(Coordinate annotation entries)
START
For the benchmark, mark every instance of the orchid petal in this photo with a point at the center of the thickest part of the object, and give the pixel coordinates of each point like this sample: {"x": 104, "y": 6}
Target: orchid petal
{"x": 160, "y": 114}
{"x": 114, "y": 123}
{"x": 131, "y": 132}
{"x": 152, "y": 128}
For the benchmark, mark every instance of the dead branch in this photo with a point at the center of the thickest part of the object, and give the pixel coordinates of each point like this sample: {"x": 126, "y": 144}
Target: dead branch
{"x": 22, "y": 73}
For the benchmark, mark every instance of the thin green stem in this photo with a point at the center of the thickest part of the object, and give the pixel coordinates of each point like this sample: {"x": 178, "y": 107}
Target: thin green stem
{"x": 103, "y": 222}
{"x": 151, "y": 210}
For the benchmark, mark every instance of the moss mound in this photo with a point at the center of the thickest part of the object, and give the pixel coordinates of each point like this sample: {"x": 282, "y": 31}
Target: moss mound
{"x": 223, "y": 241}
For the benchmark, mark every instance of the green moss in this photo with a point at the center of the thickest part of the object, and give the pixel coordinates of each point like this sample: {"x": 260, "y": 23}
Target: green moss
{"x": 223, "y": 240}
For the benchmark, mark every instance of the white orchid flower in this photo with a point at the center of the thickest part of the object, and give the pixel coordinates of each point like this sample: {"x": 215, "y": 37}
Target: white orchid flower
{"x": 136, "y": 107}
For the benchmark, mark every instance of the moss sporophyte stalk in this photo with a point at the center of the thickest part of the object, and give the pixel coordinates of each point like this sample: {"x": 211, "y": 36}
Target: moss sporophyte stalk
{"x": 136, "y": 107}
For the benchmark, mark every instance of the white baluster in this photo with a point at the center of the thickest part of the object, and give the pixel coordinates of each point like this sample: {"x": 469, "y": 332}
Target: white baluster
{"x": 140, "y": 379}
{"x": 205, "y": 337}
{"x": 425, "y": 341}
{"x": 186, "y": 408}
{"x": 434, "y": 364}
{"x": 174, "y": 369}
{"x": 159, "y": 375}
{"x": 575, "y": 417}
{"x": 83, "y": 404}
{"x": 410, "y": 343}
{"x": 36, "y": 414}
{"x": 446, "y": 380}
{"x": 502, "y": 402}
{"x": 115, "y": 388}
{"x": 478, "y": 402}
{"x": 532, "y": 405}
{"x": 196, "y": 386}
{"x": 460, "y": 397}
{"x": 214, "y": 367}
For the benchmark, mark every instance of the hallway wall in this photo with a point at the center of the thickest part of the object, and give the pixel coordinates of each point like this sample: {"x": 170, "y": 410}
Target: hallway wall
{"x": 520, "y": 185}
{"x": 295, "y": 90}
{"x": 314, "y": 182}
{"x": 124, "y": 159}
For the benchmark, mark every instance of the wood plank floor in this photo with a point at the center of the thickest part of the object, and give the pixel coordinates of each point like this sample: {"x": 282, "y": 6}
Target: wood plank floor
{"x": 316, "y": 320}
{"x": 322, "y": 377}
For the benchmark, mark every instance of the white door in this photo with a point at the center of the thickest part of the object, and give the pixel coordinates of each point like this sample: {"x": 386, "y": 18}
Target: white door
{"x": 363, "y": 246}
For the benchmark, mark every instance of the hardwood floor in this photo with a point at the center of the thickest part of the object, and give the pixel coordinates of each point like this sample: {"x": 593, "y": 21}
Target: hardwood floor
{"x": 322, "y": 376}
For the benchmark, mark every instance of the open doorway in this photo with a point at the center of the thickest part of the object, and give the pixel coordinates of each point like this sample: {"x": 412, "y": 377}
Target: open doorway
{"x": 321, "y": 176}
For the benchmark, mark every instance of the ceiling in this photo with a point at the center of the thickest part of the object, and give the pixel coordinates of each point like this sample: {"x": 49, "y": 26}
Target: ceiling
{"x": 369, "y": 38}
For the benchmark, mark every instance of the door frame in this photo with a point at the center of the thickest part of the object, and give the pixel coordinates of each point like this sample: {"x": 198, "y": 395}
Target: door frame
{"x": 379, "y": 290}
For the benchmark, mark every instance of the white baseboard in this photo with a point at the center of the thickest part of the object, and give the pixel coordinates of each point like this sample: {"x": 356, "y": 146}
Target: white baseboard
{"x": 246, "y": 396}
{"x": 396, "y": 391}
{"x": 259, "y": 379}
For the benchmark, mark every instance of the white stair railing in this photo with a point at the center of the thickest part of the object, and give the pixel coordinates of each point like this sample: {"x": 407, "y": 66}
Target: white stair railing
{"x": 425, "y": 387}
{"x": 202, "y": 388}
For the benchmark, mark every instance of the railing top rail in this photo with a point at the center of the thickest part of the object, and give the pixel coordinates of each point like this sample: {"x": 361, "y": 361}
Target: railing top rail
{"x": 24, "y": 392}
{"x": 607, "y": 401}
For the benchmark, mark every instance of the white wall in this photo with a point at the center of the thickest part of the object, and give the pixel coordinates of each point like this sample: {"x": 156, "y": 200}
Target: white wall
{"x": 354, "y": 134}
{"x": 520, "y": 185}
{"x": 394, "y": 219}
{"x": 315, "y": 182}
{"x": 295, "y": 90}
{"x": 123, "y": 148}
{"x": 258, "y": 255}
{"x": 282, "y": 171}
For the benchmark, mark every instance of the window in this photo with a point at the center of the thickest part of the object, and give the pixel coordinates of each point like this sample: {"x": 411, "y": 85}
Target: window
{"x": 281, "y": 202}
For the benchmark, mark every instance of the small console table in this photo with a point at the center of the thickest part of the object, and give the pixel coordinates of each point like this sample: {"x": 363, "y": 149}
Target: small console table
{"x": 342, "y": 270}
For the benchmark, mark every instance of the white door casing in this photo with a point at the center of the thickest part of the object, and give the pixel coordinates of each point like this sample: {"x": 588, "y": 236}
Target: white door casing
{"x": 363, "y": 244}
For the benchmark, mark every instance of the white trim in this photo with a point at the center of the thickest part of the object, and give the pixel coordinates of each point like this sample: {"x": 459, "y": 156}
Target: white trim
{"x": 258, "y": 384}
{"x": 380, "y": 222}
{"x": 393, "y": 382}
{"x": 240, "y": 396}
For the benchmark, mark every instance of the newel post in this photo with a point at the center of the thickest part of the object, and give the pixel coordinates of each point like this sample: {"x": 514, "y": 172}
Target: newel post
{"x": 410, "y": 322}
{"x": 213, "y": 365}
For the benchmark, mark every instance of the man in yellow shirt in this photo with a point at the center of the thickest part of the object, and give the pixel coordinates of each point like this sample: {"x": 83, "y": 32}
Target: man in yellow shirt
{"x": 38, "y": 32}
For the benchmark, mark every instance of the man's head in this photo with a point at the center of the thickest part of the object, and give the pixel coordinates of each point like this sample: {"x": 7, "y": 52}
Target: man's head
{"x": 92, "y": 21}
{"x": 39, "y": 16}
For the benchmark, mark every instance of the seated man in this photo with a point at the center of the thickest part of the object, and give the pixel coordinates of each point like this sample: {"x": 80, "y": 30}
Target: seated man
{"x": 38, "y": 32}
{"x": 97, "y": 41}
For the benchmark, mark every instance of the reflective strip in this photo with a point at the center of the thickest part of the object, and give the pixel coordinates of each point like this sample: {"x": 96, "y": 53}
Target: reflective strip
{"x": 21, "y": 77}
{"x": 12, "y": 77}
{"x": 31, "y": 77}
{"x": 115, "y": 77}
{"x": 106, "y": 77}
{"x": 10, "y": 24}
END
START
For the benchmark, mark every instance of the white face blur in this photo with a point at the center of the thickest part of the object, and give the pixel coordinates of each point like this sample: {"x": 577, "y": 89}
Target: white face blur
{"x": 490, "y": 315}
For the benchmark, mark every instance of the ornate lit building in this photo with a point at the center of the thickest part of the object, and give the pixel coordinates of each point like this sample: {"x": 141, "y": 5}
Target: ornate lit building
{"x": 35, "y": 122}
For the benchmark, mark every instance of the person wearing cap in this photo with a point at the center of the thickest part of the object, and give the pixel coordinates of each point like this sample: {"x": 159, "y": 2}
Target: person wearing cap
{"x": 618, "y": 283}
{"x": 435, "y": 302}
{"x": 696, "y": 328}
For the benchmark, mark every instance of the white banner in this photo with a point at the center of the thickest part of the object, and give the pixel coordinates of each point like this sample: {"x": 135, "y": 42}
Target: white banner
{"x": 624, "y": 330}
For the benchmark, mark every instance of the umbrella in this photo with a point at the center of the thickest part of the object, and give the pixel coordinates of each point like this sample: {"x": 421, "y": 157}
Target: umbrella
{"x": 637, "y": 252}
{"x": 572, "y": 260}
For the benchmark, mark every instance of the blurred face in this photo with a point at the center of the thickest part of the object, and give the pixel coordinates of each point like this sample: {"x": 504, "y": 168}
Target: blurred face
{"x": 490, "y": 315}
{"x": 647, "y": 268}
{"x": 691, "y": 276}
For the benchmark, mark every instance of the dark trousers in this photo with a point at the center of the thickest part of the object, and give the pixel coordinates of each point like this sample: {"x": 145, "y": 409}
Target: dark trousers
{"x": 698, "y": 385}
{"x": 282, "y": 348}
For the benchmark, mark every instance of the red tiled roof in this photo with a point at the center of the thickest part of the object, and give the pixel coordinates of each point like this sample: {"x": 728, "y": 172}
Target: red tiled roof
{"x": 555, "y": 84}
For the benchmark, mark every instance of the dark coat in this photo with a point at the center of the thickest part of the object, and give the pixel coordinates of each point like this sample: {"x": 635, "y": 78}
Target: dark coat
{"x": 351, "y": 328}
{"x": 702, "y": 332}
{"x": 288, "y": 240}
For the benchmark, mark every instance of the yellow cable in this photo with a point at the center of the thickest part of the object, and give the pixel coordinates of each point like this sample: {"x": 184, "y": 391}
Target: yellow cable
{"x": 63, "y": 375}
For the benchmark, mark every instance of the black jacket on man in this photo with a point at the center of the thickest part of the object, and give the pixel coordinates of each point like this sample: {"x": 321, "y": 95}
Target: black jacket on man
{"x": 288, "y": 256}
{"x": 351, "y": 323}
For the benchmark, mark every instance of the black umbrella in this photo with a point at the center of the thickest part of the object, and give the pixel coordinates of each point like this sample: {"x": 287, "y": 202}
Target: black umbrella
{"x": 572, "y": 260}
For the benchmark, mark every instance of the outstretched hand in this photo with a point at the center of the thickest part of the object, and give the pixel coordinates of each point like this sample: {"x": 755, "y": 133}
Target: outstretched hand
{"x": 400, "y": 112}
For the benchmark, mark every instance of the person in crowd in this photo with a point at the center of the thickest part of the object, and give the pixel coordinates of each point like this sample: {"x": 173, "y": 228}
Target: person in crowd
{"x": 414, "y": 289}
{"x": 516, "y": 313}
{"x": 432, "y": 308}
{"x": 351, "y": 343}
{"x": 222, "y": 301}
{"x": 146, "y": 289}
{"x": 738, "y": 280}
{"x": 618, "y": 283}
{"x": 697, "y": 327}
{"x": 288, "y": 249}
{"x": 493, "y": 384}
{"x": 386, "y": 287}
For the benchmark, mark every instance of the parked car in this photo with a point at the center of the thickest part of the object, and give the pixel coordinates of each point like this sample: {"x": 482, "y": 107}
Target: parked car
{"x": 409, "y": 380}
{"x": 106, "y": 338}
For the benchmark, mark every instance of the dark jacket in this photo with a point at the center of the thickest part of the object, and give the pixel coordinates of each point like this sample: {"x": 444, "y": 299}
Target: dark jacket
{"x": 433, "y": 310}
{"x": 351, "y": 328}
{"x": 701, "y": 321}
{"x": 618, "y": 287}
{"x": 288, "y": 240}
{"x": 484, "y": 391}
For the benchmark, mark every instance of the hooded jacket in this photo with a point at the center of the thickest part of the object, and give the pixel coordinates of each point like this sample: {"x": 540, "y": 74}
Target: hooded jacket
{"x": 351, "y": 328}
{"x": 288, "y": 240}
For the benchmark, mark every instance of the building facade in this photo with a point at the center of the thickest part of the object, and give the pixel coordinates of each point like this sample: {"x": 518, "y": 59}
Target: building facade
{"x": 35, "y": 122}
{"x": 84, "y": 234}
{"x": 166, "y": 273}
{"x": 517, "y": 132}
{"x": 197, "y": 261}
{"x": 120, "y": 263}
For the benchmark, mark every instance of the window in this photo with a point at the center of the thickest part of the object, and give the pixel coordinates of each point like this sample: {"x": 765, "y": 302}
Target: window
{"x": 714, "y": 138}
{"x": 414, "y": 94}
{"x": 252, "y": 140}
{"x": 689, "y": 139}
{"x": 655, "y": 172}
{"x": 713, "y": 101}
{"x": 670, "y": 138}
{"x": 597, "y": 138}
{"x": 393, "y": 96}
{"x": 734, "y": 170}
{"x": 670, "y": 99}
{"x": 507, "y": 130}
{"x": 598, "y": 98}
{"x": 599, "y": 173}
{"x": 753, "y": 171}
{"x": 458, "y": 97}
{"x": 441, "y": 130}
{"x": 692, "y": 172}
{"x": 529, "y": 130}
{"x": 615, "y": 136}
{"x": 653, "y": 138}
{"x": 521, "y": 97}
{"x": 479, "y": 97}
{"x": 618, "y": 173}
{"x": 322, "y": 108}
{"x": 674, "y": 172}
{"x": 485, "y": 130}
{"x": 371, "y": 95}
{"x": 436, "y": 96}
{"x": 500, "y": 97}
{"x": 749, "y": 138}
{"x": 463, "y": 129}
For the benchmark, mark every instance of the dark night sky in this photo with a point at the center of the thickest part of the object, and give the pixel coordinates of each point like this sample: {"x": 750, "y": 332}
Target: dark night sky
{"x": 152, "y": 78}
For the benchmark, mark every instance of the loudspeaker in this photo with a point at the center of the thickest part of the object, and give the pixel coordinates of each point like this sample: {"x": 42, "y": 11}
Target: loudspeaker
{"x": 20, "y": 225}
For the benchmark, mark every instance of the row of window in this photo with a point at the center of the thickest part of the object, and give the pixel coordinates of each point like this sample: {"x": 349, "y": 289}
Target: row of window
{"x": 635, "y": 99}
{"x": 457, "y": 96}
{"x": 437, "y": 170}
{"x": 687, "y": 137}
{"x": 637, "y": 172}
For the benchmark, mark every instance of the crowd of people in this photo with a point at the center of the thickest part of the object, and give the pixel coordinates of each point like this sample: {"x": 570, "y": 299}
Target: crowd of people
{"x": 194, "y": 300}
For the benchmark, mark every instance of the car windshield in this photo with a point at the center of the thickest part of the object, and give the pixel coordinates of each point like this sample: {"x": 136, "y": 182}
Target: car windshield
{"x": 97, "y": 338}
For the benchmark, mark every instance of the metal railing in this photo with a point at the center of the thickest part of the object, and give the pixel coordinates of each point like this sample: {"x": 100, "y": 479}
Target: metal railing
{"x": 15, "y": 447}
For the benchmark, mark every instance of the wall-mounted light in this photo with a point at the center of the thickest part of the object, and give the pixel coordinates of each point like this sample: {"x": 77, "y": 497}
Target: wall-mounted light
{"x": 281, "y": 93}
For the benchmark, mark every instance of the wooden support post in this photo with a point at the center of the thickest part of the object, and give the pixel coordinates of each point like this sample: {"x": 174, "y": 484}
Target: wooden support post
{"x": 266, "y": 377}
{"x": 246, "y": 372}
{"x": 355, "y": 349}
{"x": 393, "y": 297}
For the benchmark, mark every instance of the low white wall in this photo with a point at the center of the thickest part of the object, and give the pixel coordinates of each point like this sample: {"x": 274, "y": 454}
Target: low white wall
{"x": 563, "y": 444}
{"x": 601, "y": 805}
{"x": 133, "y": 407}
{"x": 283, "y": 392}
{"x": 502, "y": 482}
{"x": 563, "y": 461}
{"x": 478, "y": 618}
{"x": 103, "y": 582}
END
START
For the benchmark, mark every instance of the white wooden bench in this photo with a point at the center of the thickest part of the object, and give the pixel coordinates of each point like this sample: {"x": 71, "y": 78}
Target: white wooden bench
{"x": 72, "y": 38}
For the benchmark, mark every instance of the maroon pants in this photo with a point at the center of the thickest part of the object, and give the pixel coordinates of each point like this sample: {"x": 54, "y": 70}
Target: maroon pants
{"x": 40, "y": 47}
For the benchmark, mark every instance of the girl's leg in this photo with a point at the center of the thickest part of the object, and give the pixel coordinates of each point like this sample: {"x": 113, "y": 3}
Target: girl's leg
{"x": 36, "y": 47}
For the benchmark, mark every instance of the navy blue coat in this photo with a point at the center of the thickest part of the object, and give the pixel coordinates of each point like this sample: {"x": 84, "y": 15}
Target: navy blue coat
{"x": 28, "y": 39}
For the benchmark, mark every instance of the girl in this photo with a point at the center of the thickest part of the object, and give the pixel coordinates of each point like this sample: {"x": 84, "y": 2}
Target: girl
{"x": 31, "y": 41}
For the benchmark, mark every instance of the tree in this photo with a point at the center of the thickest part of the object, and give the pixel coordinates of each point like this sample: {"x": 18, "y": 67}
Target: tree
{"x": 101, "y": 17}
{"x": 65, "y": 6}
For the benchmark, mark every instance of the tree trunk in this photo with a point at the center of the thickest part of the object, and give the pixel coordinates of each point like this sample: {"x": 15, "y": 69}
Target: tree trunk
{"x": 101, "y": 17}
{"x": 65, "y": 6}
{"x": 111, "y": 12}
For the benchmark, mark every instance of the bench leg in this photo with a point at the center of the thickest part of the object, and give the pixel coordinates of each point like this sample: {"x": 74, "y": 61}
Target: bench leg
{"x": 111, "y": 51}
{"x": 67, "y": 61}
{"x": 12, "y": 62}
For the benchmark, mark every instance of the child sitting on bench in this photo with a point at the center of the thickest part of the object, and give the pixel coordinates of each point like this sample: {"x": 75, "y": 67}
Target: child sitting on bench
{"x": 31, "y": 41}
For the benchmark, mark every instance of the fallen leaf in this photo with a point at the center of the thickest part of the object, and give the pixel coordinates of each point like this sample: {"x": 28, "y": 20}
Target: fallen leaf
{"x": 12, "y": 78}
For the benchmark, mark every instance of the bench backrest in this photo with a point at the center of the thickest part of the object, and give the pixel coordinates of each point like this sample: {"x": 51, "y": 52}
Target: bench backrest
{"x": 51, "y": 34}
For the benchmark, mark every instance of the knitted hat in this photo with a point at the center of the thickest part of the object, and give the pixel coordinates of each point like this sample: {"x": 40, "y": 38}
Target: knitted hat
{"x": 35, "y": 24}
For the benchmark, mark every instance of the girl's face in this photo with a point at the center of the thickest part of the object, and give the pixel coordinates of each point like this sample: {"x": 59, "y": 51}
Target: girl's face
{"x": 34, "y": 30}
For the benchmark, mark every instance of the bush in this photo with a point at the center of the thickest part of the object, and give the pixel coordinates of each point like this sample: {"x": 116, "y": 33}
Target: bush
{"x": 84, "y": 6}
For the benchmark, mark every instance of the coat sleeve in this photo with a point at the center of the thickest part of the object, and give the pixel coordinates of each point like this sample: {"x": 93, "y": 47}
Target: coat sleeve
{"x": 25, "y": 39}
END
Pick out every line in the listing above that contains the string "floor", matching case exactly, and copy those lines.

For the benchmark, mark every instance of the wood plank floor in this photo with a point at the center of the thickest part of the object, and give the pixel coordinates of each point like this sample: {"x": 282, "y": 6}
Target: wood plank floor
For the benchmark, mark every instance of the hardwood floor in this photo with a point at the center of the thickest part of the object, and give the pixel coordinates of each point like this sample: {"x": 593, "y": 21}
Target: hardwood floor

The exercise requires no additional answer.